• Exercises to complete
1. Answer these questions about the passage on credit rating agencies:
(a) In what year, and on what program, did Thomas Friedman give the quoted interview?
(b) Which three agencies does the passage name as dominant?
(c) How have the agencies defended their judgement calls on creditworthiness?
2. Can you write the next part of the passage on credit rating agencies, picking up after its final sentence?

• Text section
· · · · ·
If there was one set of intermediaries the vast majority of the financial markets would like to see the back of, it’s the ratings agencies. But they’re so enshrined in the fabric of the markets, even their biggest critics struggle to conceive a way of doing so.

In a 1996 interview on PBS’s News Hour, the New York Times Pulitzer prize-winning journalist Thomas Friedman said: "There are two superpowers in the world today in my opinion. There’s the United States, and there’s Moody’s Bond Rating Service [sic]. The United States can destroy you by dropping bombs, and Moody’s can destroy you by downgrading your bonds. And believe me, it’s not clear sometimes who’s more powerful."

The main credit rating agencies, among which Fitch Ratings, Moody’s Investors Service and Standard & Poor’s are dominant, have long defended their judgement calls on the creditworthiness of the world’s governments, financial institutions and companies as mere opinion, and seemingly nothing more.
· · · · ·
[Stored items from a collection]
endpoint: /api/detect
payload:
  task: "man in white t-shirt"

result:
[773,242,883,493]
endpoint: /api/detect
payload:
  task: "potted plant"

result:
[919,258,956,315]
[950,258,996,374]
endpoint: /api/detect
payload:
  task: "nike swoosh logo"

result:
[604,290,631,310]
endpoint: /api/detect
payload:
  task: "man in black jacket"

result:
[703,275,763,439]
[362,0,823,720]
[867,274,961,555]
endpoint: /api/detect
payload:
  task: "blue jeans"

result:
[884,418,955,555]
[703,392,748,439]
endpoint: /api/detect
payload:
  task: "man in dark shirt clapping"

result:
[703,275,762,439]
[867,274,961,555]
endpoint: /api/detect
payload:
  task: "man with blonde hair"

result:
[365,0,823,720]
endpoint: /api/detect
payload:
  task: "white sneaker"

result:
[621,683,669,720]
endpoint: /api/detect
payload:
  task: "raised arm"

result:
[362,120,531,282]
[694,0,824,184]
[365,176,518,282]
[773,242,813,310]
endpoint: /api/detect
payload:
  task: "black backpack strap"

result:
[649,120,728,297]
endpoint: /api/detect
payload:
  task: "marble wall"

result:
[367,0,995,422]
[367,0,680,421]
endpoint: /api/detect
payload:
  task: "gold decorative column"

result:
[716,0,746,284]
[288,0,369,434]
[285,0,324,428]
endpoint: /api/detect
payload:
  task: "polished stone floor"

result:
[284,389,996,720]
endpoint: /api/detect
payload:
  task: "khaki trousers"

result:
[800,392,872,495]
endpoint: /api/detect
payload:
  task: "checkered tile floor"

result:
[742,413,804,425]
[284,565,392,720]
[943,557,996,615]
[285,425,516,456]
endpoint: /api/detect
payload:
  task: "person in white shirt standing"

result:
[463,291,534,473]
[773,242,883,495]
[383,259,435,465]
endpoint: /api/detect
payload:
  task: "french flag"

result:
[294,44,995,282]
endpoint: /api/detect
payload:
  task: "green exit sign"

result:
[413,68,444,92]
· · · · ·
• Results
1.
(a) 1996, on PBS's News Hour.
(b) Fitch Ratings, Moody's Investors Service and Standard & Poor's.
(c) As mere opinion, and seemingly nothing more.

2.
Indeed, it could be argued that these agencies played a crucial role in the financial crisis of 2007/08 – not through downgrades, but through rating products across the financial spectrum at levels much higher than their real creditworthiness.

Those failings have brought into sharp focus the evolution of the agencies, from private companies providing considered opinions on creditworthiness, to private companies that, in effect, perform an outsourced regulatory function where their judgement calls have been seen to have systemic consequences.